• [WHAT TO PRODUCE]: Retype, without any change, the line that contains "form: point(80, 33)." and every line that follows it to the end of the entries, and nothing else.
***** DATA PROVIDED
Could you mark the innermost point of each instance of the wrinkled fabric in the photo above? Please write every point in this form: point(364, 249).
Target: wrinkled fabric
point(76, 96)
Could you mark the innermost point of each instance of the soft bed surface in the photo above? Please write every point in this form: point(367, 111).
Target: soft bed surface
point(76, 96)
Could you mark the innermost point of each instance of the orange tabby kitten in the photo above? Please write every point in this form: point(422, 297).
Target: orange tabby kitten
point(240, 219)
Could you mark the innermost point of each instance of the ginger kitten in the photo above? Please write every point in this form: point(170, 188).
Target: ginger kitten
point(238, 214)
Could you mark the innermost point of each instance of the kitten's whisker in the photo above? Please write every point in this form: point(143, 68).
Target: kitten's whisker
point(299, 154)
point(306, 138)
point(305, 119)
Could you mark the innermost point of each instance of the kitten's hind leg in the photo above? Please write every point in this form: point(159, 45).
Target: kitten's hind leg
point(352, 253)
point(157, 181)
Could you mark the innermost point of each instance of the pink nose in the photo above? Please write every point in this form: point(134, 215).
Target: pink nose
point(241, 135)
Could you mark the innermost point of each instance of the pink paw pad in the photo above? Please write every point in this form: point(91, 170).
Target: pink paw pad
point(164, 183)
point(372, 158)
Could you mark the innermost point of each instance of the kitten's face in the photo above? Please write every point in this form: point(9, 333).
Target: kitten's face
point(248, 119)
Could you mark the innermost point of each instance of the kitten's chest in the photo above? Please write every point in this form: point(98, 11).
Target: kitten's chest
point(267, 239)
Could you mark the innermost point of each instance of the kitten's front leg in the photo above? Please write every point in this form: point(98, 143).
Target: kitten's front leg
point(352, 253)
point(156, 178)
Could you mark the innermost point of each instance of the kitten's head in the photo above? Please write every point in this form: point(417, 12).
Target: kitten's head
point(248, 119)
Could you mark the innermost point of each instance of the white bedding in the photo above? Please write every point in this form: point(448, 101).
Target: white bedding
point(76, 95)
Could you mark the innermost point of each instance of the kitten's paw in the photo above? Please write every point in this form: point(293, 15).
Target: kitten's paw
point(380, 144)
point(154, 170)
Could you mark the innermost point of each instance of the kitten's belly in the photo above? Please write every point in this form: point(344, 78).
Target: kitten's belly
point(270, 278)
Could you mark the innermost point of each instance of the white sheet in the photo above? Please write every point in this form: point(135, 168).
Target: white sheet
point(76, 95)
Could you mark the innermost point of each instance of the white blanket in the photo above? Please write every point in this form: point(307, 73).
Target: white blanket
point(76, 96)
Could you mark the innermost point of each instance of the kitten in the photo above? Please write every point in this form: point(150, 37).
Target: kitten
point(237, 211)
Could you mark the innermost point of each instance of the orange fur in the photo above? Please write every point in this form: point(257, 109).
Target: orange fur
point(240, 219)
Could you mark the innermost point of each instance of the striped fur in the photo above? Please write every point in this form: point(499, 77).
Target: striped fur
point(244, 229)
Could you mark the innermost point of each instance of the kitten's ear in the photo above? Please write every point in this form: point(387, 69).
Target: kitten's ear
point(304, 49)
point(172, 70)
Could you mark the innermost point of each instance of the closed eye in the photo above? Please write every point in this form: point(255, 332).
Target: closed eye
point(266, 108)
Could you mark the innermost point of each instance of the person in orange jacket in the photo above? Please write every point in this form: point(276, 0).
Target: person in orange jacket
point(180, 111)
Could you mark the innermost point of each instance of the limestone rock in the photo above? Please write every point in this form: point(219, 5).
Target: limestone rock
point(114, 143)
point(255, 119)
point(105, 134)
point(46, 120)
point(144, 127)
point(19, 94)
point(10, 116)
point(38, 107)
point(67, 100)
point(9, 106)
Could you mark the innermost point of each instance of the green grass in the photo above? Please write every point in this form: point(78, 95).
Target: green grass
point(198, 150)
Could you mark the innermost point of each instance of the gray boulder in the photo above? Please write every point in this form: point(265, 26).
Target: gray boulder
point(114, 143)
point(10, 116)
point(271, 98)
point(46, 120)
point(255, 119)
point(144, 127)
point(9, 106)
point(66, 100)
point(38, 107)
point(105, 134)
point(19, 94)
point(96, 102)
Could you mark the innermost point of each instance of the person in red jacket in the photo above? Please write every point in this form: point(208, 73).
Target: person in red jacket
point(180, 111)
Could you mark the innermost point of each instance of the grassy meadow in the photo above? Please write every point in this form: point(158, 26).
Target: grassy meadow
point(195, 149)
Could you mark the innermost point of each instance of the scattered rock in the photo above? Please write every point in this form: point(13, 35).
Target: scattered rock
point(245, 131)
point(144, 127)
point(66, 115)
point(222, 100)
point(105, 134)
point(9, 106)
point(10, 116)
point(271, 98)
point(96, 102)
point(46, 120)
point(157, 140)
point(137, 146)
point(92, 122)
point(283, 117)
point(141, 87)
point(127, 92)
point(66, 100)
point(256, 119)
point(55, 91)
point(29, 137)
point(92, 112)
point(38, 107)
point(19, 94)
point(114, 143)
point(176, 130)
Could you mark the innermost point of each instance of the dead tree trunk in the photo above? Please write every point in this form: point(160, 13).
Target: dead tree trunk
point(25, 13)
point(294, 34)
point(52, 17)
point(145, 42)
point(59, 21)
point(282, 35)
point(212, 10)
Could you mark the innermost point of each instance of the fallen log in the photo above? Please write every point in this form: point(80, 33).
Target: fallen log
**********
• [SOLUTION BELOW]:
Could you mark the innermost point of each instance of the fallen log in the photo above? Please write every point in this form: point(80, 33).
Target: fallen log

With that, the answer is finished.